======== GIVEN PASSAGE

How can I list only non-empty files using ls?

Question

How can I list (using ls) all files that are not empty (size > 0) using linux?

Answer 1

I'd use find dirname -not -empty -ls, assuming GNU find.

Answer 2

This is a job for find ls is not powerful enough.

find -maxdepth 1 -size +0 -print

-maxdepth 1 - this tells find to search the current dir only, remove to look in all sub dirs or change the number to go down 2, 3 or more levels.

-size +0 this tells find to look for files with size larger than 0 bytes. 0 can be changed to any size you would want.

-print tells find to print out the full path to the file it finds

Edit:
Late addition: You should probably also add the -type f switch above. This tells find to only find files. And as noted in comments below, the -print switch is not really needed.

Answer 3

ls -l | awk '{if ($5 != 0) print $9}'

If you are intent on using ls, you need a little help from awk.

================

TASK REQUIREMENTS
(A) In the thread on listing non-empty files, what does the -maxdepth 1 option tell find to do?
(B) Which find switches does Answer 2 in the thread on listing non-empty files explain, including its edit? List each one.
(C) Extend the thread on listing non-empty files from the point where it stops.
The rows below the thread come from another source.

======== EXCERPTED DATA

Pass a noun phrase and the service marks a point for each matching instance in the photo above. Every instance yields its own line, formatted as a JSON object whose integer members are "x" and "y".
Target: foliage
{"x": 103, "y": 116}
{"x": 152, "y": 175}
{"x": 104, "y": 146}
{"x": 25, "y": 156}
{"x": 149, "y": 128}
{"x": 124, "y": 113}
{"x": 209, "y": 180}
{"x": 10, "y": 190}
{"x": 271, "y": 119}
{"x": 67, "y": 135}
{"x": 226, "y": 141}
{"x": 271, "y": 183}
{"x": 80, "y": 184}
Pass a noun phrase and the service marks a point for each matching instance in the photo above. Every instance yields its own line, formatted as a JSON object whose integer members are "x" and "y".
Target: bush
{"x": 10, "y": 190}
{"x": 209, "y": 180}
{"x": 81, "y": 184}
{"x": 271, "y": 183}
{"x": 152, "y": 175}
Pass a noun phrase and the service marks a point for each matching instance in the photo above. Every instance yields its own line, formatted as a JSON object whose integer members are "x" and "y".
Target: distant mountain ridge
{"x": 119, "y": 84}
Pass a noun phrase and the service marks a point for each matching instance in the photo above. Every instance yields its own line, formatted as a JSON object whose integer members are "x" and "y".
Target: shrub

================

OUTPUTS IN ORDER
(A) It tells find to search only the current directory.

(B) -maxdepth 1, -size +0, -print, -type f

(C)
Answer 4

find dirname -type f ! -empty

Answer 5

Ls has almost no option to filter files: that's not its job. Filtering files is the job of the shell for simple cases (through globbing) and the job of find for complex cases.

In zsh, you can the L globbing qualifier to retain only files whose size is >0 (the . qualifier restricts to regular files):

ls *(.L+0)

Users of other shells must use find. With GNU find (as found mostly on Linux):

find -maxdepth 1 -type f ! -empty -exec ls {} +

A POSIX-compliant way is:

find . -type f -size +0c -exec ls {} + -o -name . -o -prune

If ls wasn't just an example and you merely intend visual inspection, you could sort by size: ls -S.

Answer 6

 $ find /* -type f ! -size 0

will work better if you want all non empty files, rather than just directories.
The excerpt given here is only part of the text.